Stored data:

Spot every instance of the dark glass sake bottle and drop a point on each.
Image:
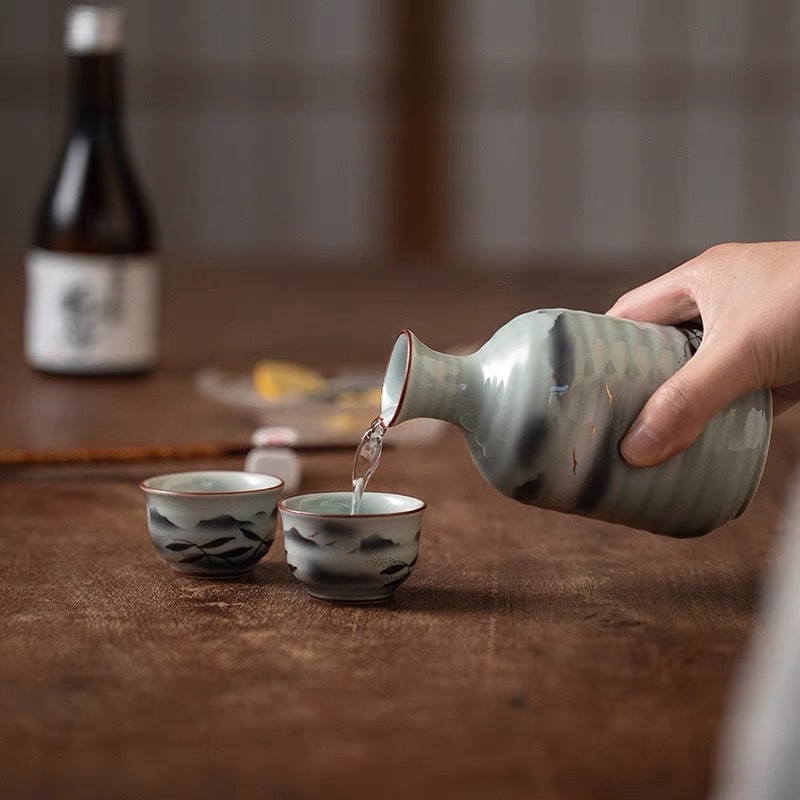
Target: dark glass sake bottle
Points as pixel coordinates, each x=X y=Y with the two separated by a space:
x=92 y=278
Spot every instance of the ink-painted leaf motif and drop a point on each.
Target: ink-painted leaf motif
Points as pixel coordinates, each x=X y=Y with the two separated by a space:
x=218 y=542
x=237 y=551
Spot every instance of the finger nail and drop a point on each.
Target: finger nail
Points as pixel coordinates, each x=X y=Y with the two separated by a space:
x=641 y=447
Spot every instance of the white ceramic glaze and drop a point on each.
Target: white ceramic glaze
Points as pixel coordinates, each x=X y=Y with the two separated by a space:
x=546 y=401
x=212 y=524
x=360 y=558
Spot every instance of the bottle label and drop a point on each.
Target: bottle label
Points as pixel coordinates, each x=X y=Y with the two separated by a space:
x=91 y=312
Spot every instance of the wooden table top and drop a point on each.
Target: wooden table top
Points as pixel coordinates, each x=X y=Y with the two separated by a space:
x=531 y=655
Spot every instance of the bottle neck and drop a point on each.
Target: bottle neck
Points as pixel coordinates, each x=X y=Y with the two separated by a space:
x=95 y=90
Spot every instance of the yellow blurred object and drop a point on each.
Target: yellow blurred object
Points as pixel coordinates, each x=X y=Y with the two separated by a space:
x=278 y=380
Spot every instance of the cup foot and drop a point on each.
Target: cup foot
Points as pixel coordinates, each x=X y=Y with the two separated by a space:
x=351 y=599
x=219 y=576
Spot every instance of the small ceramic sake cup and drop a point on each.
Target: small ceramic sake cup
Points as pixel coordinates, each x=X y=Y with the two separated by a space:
x=212 y=524
x=346 y=558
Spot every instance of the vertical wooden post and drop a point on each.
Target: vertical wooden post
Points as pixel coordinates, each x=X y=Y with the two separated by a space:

Task requirements
Copy out every line of the listing above word for word, leaving out the pictures.

Written answer
Spot every instance of the dark glass sake bottle and drop a point on each.
Image:
Target: dark glass sake bottle
Points as pixel coordinates, each x=X y=Y with the two separated by a space:
x=92 y=278
Spot every instance of the ink-painted leaf motif and drop a point on each.
Target: ink-painted leaf motif
Points as pixel coordinates, each x=X y=Y with the two separated by a space:
x=218 y=542
x=237 y=551
Spot every instance of the finger nail and drop a point on each.
Target: finger nail
Points as pixel coordinates, each x=X y=Y with the two separated by a space:
x=641 y=447
Spot every instance of the white ceramic glaze and drop a point on each.
Target: white ceramic glaze
Points as pixel coordinates, each x=X y=Y with the two separated by a space:
x=546 y=401
x=212 y=524
x=360 y=558
Spot every instance of the bottle label and drop a point on each.
Target: bottle label
Points as pixel coordinates, each x=X y=Y with the two separated by a space:
x=91 y=312
Spot every instance of the wooden table top and drop a point on each.
Target: wooden table top
Points as pixel coordinates, each x=X y=Y with the two separated by a space:
x=531 y=655
Spot every instance of the bottle neck and drop a point on each.
Target: bottle neck
Points as pixel coordinates, each x=X y=Y with the two separated by a space:
x=95 y=90
Spot every instance of the yellow blurred object and drop a point on each.
Target: yellow blurred object
Points as pixel coordinates, each x=X y=Y with the two separated by a space:
x=278 y=380
Spot every instance of the cup foot and drop a point on each.
Target: cup foot
Points as pixel coordinates, each x=X y=Y with the two separated by a space:
x=351 y=599
x=219 y=576
Spot every instance of the small ceramic sake cup and drop a point on each.
Target: small ceramic sake cup
Points as pixel coordinates, each x=X y=Y with the two separated by a space:
x=212 y=524
x=346 y=558
Spot every instance of the vertical wooden post and drop a point on each.
Target: vertical wooden post
Points as pixel coordinates, each x=X y=Y with the two separated by a space:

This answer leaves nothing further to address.